● ACTION ITEM
Using the data below, show every line where the word "this" occurs.

#### INFORMATION SUPPLIED ####

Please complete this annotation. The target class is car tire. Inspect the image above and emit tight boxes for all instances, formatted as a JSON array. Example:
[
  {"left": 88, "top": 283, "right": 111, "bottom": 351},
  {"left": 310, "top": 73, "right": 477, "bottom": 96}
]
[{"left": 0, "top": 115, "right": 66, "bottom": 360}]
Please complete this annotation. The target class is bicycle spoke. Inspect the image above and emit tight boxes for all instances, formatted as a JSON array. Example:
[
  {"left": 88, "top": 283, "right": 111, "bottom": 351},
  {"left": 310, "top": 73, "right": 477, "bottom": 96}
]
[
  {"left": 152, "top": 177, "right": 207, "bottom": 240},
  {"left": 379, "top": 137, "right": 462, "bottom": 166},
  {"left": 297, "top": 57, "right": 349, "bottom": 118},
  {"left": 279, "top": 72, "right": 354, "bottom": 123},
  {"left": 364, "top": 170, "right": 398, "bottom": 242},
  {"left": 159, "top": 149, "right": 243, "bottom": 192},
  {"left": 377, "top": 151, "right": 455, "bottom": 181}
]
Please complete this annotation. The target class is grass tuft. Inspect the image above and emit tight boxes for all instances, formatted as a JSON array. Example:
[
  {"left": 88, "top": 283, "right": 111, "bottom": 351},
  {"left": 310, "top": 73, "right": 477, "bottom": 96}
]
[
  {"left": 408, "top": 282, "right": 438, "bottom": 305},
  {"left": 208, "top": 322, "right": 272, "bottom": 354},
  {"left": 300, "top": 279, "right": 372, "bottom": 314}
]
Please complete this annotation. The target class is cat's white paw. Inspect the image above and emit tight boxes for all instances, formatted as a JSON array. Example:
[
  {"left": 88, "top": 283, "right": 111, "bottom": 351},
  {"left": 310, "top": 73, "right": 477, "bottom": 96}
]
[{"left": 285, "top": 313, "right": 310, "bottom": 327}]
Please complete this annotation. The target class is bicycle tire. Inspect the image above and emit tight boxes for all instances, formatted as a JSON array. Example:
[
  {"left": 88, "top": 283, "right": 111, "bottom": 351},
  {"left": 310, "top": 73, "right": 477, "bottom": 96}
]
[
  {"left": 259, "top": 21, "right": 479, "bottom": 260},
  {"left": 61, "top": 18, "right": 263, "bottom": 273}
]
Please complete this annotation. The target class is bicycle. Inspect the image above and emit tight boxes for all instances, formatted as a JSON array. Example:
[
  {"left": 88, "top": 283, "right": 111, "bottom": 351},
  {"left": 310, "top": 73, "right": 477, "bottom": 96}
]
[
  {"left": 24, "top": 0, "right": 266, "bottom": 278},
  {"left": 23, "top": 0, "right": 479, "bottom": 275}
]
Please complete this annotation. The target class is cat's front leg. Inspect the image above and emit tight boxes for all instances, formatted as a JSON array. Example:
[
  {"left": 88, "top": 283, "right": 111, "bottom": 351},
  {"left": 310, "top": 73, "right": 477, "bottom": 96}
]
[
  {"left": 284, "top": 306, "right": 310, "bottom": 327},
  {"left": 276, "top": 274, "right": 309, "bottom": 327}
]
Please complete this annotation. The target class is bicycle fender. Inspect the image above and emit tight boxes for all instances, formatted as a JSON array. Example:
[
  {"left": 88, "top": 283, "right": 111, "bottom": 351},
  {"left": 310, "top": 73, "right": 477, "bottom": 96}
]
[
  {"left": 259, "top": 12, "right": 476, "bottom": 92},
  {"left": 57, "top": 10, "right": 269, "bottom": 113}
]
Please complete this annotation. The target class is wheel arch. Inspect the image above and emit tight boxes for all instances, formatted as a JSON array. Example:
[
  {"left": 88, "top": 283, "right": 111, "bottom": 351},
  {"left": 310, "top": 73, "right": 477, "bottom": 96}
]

####

● EXERCISE SOLUTION
Please complete this annotation. The target class is car tire. Inspect the image above and emit tight boxes for all instances, formatted as a JSON array. Example:
Please complete this annotation. The target class is bicycle spoke. Inspect the image above and emit tight boxes for all instances, formatted as a JSON array. Example:
Please complete this annotation. The target class is grass tuft. Inspect the image above and emit tight boxes for all instances, formatted as a JSON array. Example:
Please complete this annotation. The target class is cat's white paw. Inspect the image above and emit tight boxes for all instances, formatted as a JSON array. Example:
Please complete this annotation. The target class is bicycle tire. Inspect the image above and emit tight boxes for all instances, formatted as a JSON array. Example:
Please complete this annotation. The target class is bicycle. Inspect the image above and emit tight boxes for all instances, formatted as a JSON array. Example:
Please complete this annotation. The target class is cat's front leg. Inspect the image above and emit tight boxes for all instances, formatted as a JSON array. Example:
Please complete this annotation. The target class is bicycle fender. Inspect the image above and emit tight boxes for all instances, formatted as a JSON array. Example:
Please complete this annotation. The target class is wheel arch. Inspect the image above and emit tight boxes for all instances, formatted as a JSON array. Example:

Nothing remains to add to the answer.